TASK – The response must contain every record, repeated exactly.

DATASET RECORDS –
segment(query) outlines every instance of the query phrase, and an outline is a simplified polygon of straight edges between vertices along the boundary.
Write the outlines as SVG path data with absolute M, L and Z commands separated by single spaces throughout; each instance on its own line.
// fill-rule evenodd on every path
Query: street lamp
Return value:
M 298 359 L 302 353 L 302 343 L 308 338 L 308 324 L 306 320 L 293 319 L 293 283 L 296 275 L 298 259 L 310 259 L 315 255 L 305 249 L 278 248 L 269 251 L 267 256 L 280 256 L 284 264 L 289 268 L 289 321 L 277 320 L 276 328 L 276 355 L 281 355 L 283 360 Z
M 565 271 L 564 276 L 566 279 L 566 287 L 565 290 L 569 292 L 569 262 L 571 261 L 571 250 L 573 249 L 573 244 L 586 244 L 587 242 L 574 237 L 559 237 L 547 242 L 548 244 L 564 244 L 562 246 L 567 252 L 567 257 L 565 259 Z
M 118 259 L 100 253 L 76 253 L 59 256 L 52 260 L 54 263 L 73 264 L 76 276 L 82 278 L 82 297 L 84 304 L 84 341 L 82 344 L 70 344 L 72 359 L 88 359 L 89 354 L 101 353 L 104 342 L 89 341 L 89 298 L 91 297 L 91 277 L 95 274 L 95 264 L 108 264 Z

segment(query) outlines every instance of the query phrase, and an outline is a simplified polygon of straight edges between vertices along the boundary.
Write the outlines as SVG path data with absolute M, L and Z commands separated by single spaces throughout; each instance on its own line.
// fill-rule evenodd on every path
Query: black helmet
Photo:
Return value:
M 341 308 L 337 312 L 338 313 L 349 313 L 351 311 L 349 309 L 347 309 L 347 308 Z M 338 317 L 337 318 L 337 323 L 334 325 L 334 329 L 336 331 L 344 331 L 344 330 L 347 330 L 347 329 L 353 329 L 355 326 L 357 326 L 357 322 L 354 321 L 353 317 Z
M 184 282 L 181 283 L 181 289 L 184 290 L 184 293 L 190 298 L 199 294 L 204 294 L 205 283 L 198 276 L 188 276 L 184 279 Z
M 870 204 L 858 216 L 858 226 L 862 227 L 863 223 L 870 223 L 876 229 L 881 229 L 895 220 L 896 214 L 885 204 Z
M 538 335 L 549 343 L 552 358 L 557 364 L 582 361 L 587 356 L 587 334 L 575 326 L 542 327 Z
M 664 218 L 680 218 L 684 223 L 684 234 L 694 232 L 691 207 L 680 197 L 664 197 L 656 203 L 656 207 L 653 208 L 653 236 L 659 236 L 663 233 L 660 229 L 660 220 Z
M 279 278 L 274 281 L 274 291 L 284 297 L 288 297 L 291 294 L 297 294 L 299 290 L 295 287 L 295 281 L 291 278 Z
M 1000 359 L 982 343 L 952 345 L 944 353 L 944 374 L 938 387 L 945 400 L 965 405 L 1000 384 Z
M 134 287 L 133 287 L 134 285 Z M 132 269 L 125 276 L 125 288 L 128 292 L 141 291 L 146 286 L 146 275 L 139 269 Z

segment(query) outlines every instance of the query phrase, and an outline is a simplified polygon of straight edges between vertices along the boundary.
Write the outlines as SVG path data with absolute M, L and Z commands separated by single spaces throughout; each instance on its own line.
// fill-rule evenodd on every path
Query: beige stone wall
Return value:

ANSWER FOR THE TASK –
segment(query) outlines every instance of the query phrase, and an outline is a simplified polygon of straight edges between vertices along the boundary.
Write the outlines as SVG path data with absolute M, L and Z commands separated by single spaces throughout; each instance on its own line.
// fill-rule evenodd on every path
Query: street lamp
Return value:
M 298 359 L 302 353 L 302 343 L 308 338 L 308 324 L 306 320 L 293 319 L 293 283 L 296 275 L 298 259 L 310 259 L 315 255 L 305 249 L 278 248 L 269 251 L 267 256 L 280 256 L 284 264 L 289 268 L 289 321 L 277 320 L 276 328 L 276 355 L 281 355 L 283 360 Z
M 565 271 L 564 276 L 566 279 L 566 287 L 565 290 L 569 292 L 569 262 L 571 261 L 571 250 L 573 249 L 573 244 L 586 244 L 587 242 L 574 237 L 559 237 L 547 242 L 548 244 L 564 244 L 562 246 L 567 252 L 567 257 L 565 259 Z
M 118 259 L 100 253 L 76 253 L 59 256 L 52 260 L 54 263 L 73 264 L 76 276 L 82 278 L 82 297 L 84 304 L 84 341 L 82 344 L 70 344 L 72 359 L 88 359 L 89 354 L 101 353 L 104 342 L 89 341 L 89 298 L 91 297 L 91 277 L 95 274 L 95 264 L 108 264 Z

segment(query) outlines every instance of the query phrase, and an outline is a simplified polygon of straight edges between vertices along the boundary.
Write the outlines as SVG path data with absolute M, L and Z commands separated by single spaces throughout; each instance on its own line.
// fill-rule evenodd on every path
Query: black helmet
Photo:
Return value:
M 341 308 L 337 312 L 338 313 L 349 313 L 351 311 L 349 309 L 347 309 L 347 308 Z M 338 317 L 337 318 L 337 323 L 334 325 L 334 329 L 336 331 L 344 331 L 344 330 L 347 330 L 347 329 L 353 329 L 355 326 L 357 326 L 357 322 L 354 321 L 353 317 Z
M 184 282 L 181 283 L 181 289 L 184 290 L 184 293 L 190 298 L 199 294 L 204 294 L 205 283 L 198 276 L 188 276 L 184 279 Z
M 870 204 L 858 216 L 858 226 L 862 227 L 863 223 L 870 223 L 876 229 L 881 229 L 895 220 L 896 214 L 885 204 Z
M 538 335 L 549 343 L 552 358 L 557 364 L 582 361 L 587 356 L 587 334 L 575 326 L 542 327 Z
M 664 218 L 680 218 L 684 223 L 684 234 L 694 232 L 691 207 L 680 197 L 664 197 L 656 203 L 656 207 L 653 208 L 653 236 L 659 236 L 663 233 L 660 229 L 660 220 Z
M 279 278 L 274 281 L 274 291 L 284 297 L 288 297 L 291 294 L 297 294 L 299 290 L 295 287 L 295 281 L 291 278 Z
M 1000 359 L 982 343 L 952 345 L 944 353 L 944 374 L 938 387 L 945 400 L 965 405 L 1000 384 Z
M 134 287 L 133 287 L 134 285 Z M 132 269 L 125 276 L 125 288 L 128 292 L 141 291 L 146 286 L 146 275 L 139 269 Z

segment(query) outlines every instance of the query phrase, and an outline is a simplified polygon of straight edges between vertices along the boundary.
Write the outlines as SVG path data with absolute M, L and Z commands separated by single spaces throughout; each instance on its own line.
// fill-rule evenodd on every path
Query: beige stone wall
Return value:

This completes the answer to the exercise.